* _Task prompt_
Would you please transcribe, exactly as written, the lines of the entries below starting at the one that holds "Task: confirm every instance of the overlapping" and ending at the one that holds "Sample output: [[206, 469]]", both included?

Image-grounded pointing data
* * * * * * *

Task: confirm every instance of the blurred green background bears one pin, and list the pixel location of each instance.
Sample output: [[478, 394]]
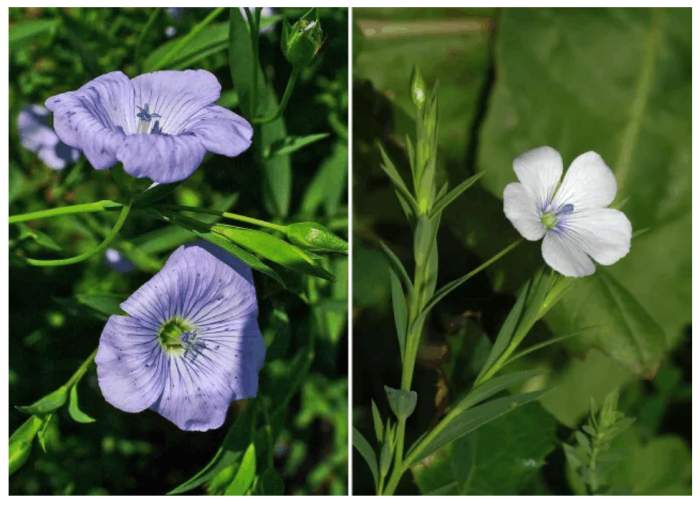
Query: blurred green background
[[55, 315], [616, 81]]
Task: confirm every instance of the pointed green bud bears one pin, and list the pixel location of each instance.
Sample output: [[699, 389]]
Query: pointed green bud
[[418, 89], [302, 40], [402, 403], [315, 237]]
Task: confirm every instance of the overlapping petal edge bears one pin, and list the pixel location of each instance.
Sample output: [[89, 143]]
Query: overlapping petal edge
[[221, 355], [159, 125]]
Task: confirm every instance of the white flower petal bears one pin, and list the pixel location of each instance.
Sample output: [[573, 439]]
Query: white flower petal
[[589, 183], [564, 254], [521, 209], [604, 234], [539, 170]]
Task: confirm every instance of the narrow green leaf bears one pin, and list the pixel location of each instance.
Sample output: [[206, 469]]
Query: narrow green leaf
[[232, 448], [49, 403], [388, 166], [448, 198], [20, 444], [245, 475], [39, 237], [507, 330], [365, 449], [200, 34], [493, 387], [106, 304], [24, 31], [377, 422], [466, 422], [74, 409], [249, 259], [289, 145], [328, 185], [398, 301], [274, 249]]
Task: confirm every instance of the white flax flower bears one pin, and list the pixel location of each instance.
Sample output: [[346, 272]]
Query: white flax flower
[[572, 216]]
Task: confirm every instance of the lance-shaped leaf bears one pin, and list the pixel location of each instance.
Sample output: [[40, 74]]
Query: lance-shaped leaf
[[377, 422], [464, 416], [289, 145], [20, 445], [274, 249], [466, 422], [232, 448], [246, 474], [49, 403], [74, 409]]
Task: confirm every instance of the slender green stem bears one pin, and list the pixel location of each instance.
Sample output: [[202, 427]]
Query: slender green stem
[[254, 28], [81, 208], [451, 286], [228, 215], [81, 370], [285, 98], [87, 254]]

* * * * * * *

* _Output for this task_
Task: confirm every instance of the overlapping petal edge bears one pin, and list the pixel location of each instance.
Sample output: [[89, 143]]
Query: overlapping petal edge
[[221, 355], [159, 125]]
Task: confirm every instance of the white flower petal bears one pin, and list the pixel location of each instance.
Sample output: [[573, 439]]
Query: white flower petal
[[589, 183], [564, 254], [521, 209], [604, 234], [539, 170]]
Task: confirm every instance of the narrow green leaf bears one pin, and list the pixel location of each instance.
Sample output: [[206, 469]]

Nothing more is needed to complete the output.